▶ PROBLEMS TO SOLVE:
A. Translate this sentence from the project description into Spanish: "The client component runs on a laptop equipped with a webcam."
B. For each statement, say yes or no as to whether the project description agrees with it, and quote the words of the text that decide it. (i) The server component runs on a laptop with a webcam. (ii) The client encodes image data before sending it to the server. (iii) The client displays responses received from the server.
C. Reproduce the project description from "- The server sends" up to and including "the Streamlit app.".

This project consists of two main components: a server part (LLaVA bridge) running on Gaudi 2, and a client part running on a laptop with a webcam.
The LLaVA bridge is the server component of this project. It runs on Gaudi 2 hardware and is responsible for processing requests from the client. This component utilizes the LLaVA (Large Language and Vision Assistant) model to analyze images and generate responses.
Key features:
- Runs on Gaudi 2 hardware for high-performance computing
- Processes image analysis requests
- Utilizes the LLaVA and BridgeTower models for advanced image understanding and response generation
The client component runs on a laptop equipped with a webcam. It captures images from the webcam and sends them to the server for processing.
Key features:
- Runs on a laptop with a webcam
- Captures frames from the webcam
- Encodes and sends image data to the server
- Displays responses received from the server
- The client captures a frame from the webcam.
- The image is encoded and sent to the LLaVA bridge server.
- The server processes the image using the LLaVA model.
- The server sends back a response based on the image analysis.
- The client displays the response to the user.
Follow these steps to set up the project and run the Streamlit app.

▶ ENTRIES PROVIDED:

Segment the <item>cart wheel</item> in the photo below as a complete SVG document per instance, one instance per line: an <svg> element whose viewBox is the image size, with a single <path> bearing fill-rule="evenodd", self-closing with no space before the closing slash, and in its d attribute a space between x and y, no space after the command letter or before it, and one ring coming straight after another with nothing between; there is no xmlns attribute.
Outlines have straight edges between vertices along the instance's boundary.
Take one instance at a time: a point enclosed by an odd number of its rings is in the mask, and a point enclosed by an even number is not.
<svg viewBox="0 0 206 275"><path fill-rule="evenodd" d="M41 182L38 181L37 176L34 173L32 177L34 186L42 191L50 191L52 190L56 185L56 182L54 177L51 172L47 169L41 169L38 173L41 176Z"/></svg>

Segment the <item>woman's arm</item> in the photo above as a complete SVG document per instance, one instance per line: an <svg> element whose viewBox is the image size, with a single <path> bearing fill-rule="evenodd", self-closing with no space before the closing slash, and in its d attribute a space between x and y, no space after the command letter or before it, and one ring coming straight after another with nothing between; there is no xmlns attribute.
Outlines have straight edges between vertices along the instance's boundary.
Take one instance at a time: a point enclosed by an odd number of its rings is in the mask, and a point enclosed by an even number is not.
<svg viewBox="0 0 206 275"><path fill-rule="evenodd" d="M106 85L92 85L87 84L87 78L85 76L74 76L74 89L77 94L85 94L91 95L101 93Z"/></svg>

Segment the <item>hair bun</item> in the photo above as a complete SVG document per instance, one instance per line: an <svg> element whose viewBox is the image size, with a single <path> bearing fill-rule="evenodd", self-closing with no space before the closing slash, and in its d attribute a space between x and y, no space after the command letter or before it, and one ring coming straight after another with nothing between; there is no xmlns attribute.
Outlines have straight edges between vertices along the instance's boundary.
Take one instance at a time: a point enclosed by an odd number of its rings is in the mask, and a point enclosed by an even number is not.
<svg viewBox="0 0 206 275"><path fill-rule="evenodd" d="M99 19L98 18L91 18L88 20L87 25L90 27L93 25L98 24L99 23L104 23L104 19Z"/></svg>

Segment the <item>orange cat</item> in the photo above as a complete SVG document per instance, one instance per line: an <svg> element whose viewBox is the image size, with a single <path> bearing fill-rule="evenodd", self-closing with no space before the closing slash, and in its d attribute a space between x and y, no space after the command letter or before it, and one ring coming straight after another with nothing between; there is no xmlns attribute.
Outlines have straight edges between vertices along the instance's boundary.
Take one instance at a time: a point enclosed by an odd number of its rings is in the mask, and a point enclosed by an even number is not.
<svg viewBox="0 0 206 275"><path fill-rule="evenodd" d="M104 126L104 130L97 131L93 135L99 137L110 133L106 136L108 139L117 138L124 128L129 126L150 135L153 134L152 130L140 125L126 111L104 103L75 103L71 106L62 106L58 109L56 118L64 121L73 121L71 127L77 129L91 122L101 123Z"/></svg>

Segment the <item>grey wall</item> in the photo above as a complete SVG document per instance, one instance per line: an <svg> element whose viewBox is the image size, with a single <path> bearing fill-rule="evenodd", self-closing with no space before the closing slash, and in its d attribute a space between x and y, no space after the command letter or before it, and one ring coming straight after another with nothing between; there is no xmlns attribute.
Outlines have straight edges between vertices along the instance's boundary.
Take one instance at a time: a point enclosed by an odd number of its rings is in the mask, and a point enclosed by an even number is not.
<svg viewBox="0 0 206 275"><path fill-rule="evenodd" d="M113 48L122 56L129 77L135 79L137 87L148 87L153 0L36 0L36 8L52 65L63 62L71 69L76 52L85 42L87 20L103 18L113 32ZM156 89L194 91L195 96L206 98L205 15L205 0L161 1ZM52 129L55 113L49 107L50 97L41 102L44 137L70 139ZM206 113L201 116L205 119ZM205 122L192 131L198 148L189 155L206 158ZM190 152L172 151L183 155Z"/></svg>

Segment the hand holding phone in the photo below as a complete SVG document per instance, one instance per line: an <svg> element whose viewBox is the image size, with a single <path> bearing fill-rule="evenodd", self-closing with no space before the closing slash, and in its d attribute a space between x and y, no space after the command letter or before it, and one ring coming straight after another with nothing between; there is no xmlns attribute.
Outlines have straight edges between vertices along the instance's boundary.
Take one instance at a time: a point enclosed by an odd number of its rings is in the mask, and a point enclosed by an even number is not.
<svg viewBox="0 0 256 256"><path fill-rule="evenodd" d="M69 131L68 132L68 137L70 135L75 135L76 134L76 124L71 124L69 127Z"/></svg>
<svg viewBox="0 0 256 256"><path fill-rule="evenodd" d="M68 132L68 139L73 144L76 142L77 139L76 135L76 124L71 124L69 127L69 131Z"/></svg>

▶ FINAL RESULTS:
A. El componente cliente se ejecuta en una computadora portátil equipada con una cámara web.

B.
(i) No: "It runs on Gaudi 2 hardware and is responsible for processing requests from the client."
(ii) Yes: "Encodes and sends image data to the server"
(iii) Yes: "Displays responses received from the server"

C.
- The server sends back a response based on the image analysis.
- The client displays the response to the user.
Follow these steps to set up the project and run the Streamlit app.